ActiveMQ Deployment model - deployment

I have gone through (not fully) ActiveMQ and tried to figure out the deployment model for my application.
I am bit confused on that.
I want to make the system High Availability and decided to use the following. Please correct me if anything is wrong or disadvantage of the model.
Deployment Modle:
Will deploy Brokers in M1 and M2 respectivley.
Use Hardware load balancer (Either F5 or Zeus) to connect either one of the broker (M1 or M2) based on the load.
Want to publish a message using Load balancer URL.
I have gone through network of brokers and we need to mintain some topology. I fell which makes the system more complicated if system grows horizontally. So it is better to have one load balancer to distribute the load.
Questions
Is this above model will send message to any one of the Broker?
Consumer Will be deployed in Tomcat (Think i need to use embeded brokers to configure either M1 or M2). Is it possible to use Load balancer URL instaed of M1 or M2?
Is it possible to have single Web Console Admin to monitor both M1 and M2.
Do we have any performance issue using Spring's feature to consume message.
Sorry to shoot out so many questions. Please help me to correct the deployment model.

I think the best way to get some load balancing with some activemq servers is having a : network of brokers and your consumers/producers (in your webapps) should use some failover
So if a producer p1 send a message on a queue on broker 1, the consumer c1 can read the message on broker 2.

INFORMATION PROVIDED |
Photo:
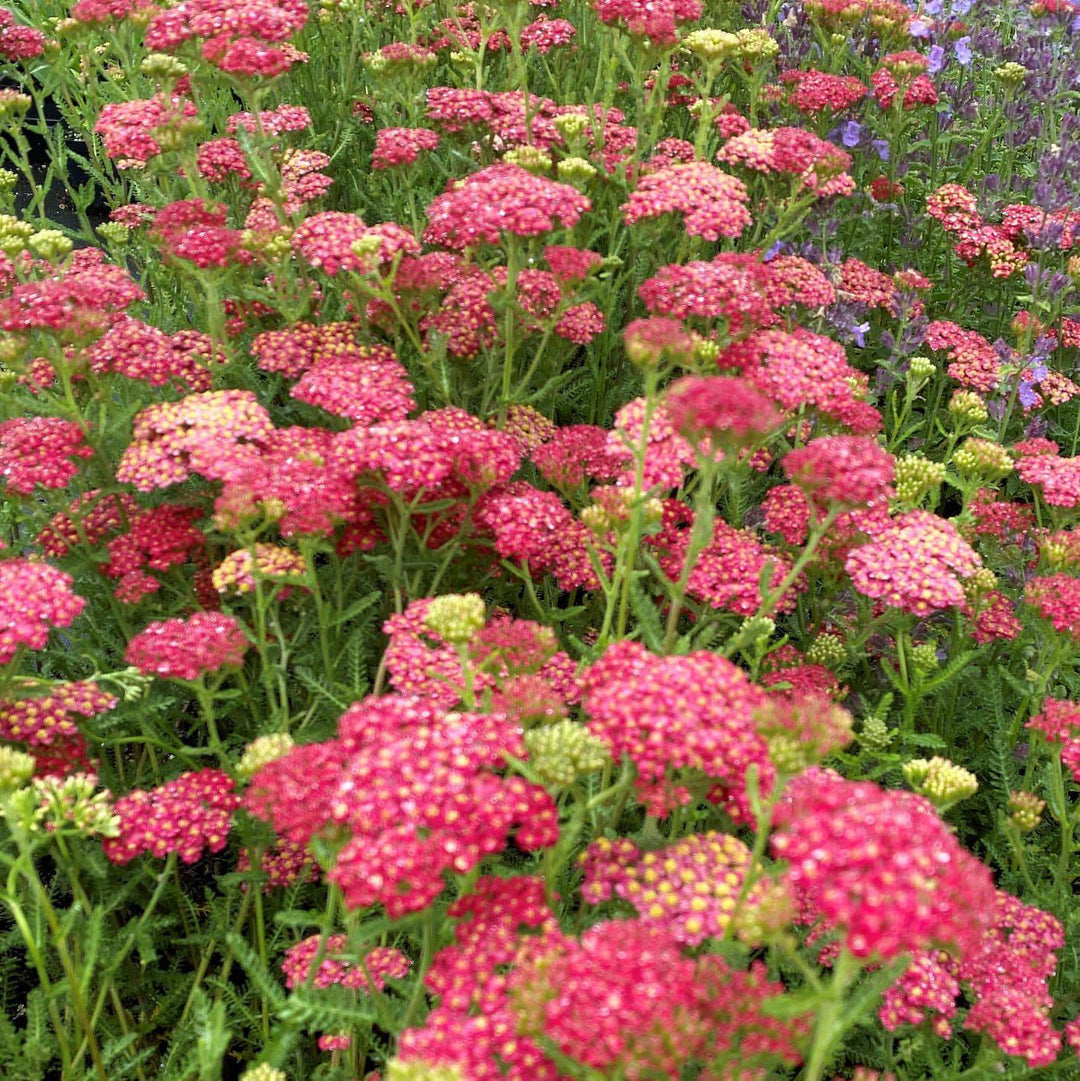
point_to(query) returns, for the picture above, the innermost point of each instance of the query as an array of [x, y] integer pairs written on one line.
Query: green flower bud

REQUIREMENT 1 |
Using the ActiveMQ thread, answer these:
(a) Which two hardware load balancers does the poster name as options?
(b) Where will the consumer be deployed?
(c) What does the reply say the consumers and producers should use?
REQUIREMENT 2 |
Please transcribe the part of the ActiveMQ thread starting with "Use Hardware load" and going on through "of M1 or M2?".
REQUIREMENT 3 |
Render this sentence from the ActiveMQ thread in Spanish: "Is it possible to have single Web Console Admin to monitor both M1 and M2."

OUTPUT 1 |
(a) F5 or Zeus
(b) In Tomcat
(c) Some failover

OUTPUT 2 |
Use Hardware load balancer (Either F5 or Zeus) to connect either one of the broker (M1 or M2) based on the load.
Want to publish a message using Load balancer URL.
I have gone through network of brokers and we need to mintain some topology. I fell which makes the system more complicated if system grows horizontally. So it is better to have one load balancer to distribute the load.
Questions
Is this above model will send message to any one of the Broker?
Consumer Will be deployed in Tomcat (Think i need to use embeded brokers to configure either M1 or M2). Is it possible to use Load balancer URL instaed of M1 or M2?

OUTPUT 3 |
¿Es posible tener una sola Web Console Admin para monitorear tanto M1 como M2?